* [WORK INSTRUCTIONS]: Would you give the entries below again in full, exactly as they stand?

*** PROVIDED DATA ***

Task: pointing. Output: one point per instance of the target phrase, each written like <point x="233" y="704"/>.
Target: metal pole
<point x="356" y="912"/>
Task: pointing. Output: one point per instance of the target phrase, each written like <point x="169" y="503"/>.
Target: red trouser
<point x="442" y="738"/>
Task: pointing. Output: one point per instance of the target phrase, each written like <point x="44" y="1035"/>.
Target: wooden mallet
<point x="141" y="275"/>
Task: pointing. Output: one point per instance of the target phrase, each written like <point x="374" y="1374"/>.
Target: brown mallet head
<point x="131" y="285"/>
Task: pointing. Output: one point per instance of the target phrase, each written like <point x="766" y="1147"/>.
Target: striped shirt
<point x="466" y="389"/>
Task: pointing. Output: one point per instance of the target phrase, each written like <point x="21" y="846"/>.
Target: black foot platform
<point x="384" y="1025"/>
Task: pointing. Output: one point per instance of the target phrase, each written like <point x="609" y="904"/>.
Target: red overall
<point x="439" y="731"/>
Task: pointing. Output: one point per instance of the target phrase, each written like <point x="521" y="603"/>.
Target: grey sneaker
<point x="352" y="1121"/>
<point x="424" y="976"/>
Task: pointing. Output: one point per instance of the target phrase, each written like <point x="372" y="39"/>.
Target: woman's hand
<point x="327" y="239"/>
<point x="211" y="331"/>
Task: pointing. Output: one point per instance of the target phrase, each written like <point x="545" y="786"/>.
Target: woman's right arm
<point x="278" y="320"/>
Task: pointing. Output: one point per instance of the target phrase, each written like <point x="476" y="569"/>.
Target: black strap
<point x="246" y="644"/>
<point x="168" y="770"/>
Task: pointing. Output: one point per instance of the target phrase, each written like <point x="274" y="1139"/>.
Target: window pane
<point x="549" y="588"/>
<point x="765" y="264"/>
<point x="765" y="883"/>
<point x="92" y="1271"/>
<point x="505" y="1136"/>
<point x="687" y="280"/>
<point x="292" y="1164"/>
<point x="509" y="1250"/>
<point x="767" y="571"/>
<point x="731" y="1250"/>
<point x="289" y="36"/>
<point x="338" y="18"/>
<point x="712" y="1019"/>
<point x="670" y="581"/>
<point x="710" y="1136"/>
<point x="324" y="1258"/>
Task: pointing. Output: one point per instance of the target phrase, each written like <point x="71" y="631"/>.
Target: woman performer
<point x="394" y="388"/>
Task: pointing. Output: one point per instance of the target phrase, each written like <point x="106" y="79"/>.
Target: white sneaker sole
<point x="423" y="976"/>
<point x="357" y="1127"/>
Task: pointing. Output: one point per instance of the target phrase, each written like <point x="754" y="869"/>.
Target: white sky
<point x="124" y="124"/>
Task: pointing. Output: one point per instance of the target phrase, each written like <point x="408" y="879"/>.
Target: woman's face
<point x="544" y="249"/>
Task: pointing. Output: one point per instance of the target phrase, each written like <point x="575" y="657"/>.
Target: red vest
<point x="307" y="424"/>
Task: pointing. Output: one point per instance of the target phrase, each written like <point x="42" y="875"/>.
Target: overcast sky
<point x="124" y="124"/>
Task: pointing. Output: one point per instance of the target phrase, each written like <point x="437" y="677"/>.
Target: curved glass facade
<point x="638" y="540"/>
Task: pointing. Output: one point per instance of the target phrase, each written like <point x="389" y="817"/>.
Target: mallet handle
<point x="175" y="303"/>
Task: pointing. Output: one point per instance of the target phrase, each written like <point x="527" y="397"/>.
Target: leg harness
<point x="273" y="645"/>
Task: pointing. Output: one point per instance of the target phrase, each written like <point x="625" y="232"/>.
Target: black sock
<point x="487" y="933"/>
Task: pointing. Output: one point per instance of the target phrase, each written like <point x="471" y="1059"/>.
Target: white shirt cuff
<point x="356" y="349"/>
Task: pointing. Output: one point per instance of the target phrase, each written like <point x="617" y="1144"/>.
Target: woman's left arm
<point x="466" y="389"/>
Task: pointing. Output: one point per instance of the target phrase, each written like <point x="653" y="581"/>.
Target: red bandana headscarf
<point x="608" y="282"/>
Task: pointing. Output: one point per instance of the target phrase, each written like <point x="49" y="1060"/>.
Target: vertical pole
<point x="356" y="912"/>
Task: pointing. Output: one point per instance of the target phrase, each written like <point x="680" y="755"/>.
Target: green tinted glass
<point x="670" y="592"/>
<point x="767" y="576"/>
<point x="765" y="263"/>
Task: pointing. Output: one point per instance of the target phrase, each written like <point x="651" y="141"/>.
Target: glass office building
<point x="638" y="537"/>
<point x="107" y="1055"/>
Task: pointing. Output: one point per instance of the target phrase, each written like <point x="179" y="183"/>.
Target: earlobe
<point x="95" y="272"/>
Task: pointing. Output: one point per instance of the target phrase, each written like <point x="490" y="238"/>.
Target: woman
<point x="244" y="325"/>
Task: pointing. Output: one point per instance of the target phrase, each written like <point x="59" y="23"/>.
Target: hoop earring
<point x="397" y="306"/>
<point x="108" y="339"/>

*** End of PROVIDED DATA ***

* [SOLUTION TO THE PROBLEM]:
Task: pointing. Output: one point per instance of the target phrase, each written like <point x="233" y="704"/>.
Target: metal pole
<point x="356" y="912"/>
Task: pointing. Output: one point per instance of the target phrase, each written like <point x="169" y="503"/>.
Target: red trouser
<point x="442" y="738"/>
Task: pointing. Output: one point per instance of the target phrase, each written like <point x="44" y="1035"/>.
Target: wooden mallet
<point x="141" y="275"/>
Task: pointing. Output: one point per instance of the target phrase, each written like <point x="374" y="1374"/>.
Target: brown mallet head
<point x="131" y="285"/>
Task: pointing. Output: one point per instance of the target phrase, each written like <point x="766" y="1147"/>.
Target: striped shirt
<point x="466" y="389"/>
Task: pointing. Output: one point per instance of the target phrase, each written like <point x="21" y="846"/>.
Target: black foot platform
<point x="384" y="1025"/>
Task: pointing. Output: one point per instance of the target phrase, each written like <point x="609" y="904"/>.
Target: red overall
<point x="439" y="731"/>
Task: pointing. Output: one point per instance of the target phrase, each written like <point x="521" y="603"/>.
Target: grey sneaker
<point x="352" y="1121"/>
<point x="424" y="976"/>
Task: pointing. Output: one point per instance of the target phrase, each written like <point x="372" y="39"/>.
Target: woman's hand
<point x="327" y="239"/>
<point x="211" y="331"/>
Task: pointing. Output: one point per instance of the target phrase, each written like <point x="545" y="786"/>.
Target: woman's right arm
<point x="278" y="320"/>
Task: pointing. Output: one point per instance of the target phrase, each written like <point x="476" y="569"/>.
Target: black strap
<point x="246" y="644"/>
<point x="168" y="770"/>
Task: pointing. Output: one point per instance of the target phrase, each written like <point x="274" y="1139"/>.
Target: window pane
<point x="549" y="588"/>
<point x="765" y="264"/>
<point x="765" y="883"/>
<point x="92" y="1271"/>
<point x="505" y="1136"/>
<point x="687" y="280"/>
<point x="292" y="1164"/>
<point x="509" y="1250"/>
<point x="767" y="571"/>
<point x="731" y="1250"/>
<point x="289" y="36"/>
<point x="338" y="18"/>
<point x="712" y="1019"/>
<point x="670" y="581"/>
<point x="710" y="1136"/>
<point x="324" y="1258"/>
Task: pointing. Output: one point per instance of the target phrase, each written like <point x="71" y="631"/>.
Target: woman performer
<point x="394" y="388"/>
Task: pointing. Output: one point per instance of the target phrase, each written like <point x="106" y="79"/>.
Target: white sneaker sole
<point x="423" y="976"/>
<point x="357" y="1127"/>
Task: pointing. Output: one point per instance of the target phrase, each written like <point x="754" y="869"/>.
Target: white sky
<point x="124" y="124"/>
Task: pointing. Output: one point per instance of the target phrase, each written like <point x="408" y="879"/>.
Target: woman's face
<point x="544" y="249"/>
Task: pointing. Output: one point per instance of the target phrase, each written like <point x="575" y="657"/>.
Target: red vest
<point x="307" y="424"/>
Task: pointing. Output: one point per instance of the target phrase, each written like <point x="42" y="875"/>.
Target: overcast sky
<point x="124" y="124"/>
Task: pointing. Output: one point per instance of the target phrase, each written like <point x="437" y="677"/>.
Target: curved glass facade
<point x="638" y="540"/>
Task: pointing. Output: one point per instance of the target phrase, each written like <point x="389" y="817"/>.
Target: mallet handle
<point x="175" y="303"/>
Task: pointing. Output: one point per instance of the target phrase, each written like <point x="527" y="397"/>.
Target: leg harness
<point x="273" y="645"/>
Task: pointing. Output: one point per instance of the target phrase, each written like <point x="625" y="232"/>.
Target: black sock
<point x="487" y="933"/>
Task: pointing. Output: one point per instance of the target phrase, each written like <point x="471" y="1059"/>.
Target: white shirt cuff
<point x="356" y="349"/>
Task: pointing. Output: one point per instance of the target phrase, each written like <point x="617" y="1144"/>.
Target: woman's left arm
<point x="466" y="389"/>
Task: pointing. Output: one point per instance of the target phrase, each written like <point x="653" y="581"/>.
Target: red bandana headscarf
<point x="608" y="282"/>
Task: pointing. Output: one point per instance of the target phrase, each written like <point x="49" y="1060"/>.
Target: vertical pole
<point x="356" y="912"/>
Task: pointing. Output: one point per instance of the target phrase, each written like <point x="680" y="755"/>.
Target: green tinted glass
<point x="670" y="592"/>
<point x="767" y="576"/>
<point x="765" y="263"/>
Task: pointing. Output: one point per instance of the target phrase, each written like <point x="651" y="141"/>.
Target: glass office building
<point x="638" y="537"/>
<point x="107" y="1055"/>
Task: pointing. Output: one point per instance of the target phrase, each written like <point x="179" y="183"/>.
Target: earlobe
<point x="95" y="272"/>
Task: pointing. Output: one point per instance of the target phrase, each written like <point x="490" y="238"/>.
Target: woman
<point x="244" y="325"/>
Task: pointing. Output: one point per instance of the target phrase, each written like <point x="59" y="23"/>.
Target: hoop earring
<point x="397" y="306"/>
<point x="108" y="339"/>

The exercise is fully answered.